## Working data
◇ ◇ ◇ ◇ ◇
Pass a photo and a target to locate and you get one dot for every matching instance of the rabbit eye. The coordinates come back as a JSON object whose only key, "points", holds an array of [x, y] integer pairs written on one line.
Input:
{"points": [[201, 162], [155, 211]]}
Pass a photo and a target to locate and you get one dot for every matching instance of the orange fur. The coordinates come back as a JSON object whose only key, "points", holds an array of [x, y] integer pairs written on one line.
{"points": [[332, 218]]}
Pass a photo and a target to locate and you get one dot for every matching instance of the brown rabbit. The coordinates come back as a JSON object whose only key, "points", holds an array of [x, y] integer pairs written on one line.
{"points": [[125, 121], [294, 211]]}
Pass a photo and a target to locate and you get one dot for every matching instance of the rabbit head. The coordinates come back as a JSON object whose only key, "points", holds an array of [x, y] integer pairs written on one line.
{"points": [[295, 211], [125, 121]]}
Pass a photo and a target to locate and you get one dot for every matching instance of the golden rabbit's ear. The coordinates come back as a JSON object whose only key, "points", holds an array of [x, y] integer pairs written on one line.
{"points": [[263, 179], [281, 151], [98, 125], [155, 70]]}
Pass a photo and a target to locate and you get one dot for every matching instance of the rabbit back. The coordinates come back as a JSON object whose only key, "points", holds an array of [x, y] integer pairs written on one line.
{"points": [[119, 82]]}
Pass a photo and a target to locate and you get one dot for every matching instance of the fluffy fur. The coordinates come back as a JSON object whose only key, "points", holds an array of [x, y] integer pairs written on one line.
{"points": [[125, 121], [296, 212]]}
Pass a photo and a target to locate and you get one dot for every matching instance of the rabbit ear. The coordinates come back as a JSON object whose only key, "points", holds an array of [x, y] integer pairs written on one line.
◇ ◇ ◇ ◇ ◇
Copy each line exactly, from the line containing "the rabbit head." down to the last line of the material, and no other lines.

## Task result
Pass a photo and a target to locate and you get one dot for every matching instance of the rabbit head. The coordinates come back as a JSON object whose only key, "points", holds an array of [x, y] integer pairs written on one line.
{"points": [[295, 211], [125, 121]]}
Pass a photo and a target to locate and you get one dot for every matching instance of the golden rabbit's ear. The coordinates come back as a JSON object whose only key, "points", holds an array of [x, y] integer pairs written on one line.
{"points": [[263, 179], [281, 151], [98, 125], [155, 70]]}
Pass a photo and a target to locate and you get one dot for every matching instance of the rabbit back. The coordinates come back as a JSON object whose only key, "points", holds an array of [x, y] integer pairs written on one line.
{"points": [[119, 82]]}
Pass a photo and a target to locate and you get one dot for every matching instance of the fluffy fur. The coordinates come back as a JSON object whose only key, "points", holds an array of [x, y] integer pairs written on one line.
{"points": [[125, 121], [296, 212]]}
Pass a photo and a target to locate and you get one dot for every matching instance of the rabbit ear. The coordinates come back as a JSON object whose only key, "points", holds an array of [x, y] integer pairs written on one line.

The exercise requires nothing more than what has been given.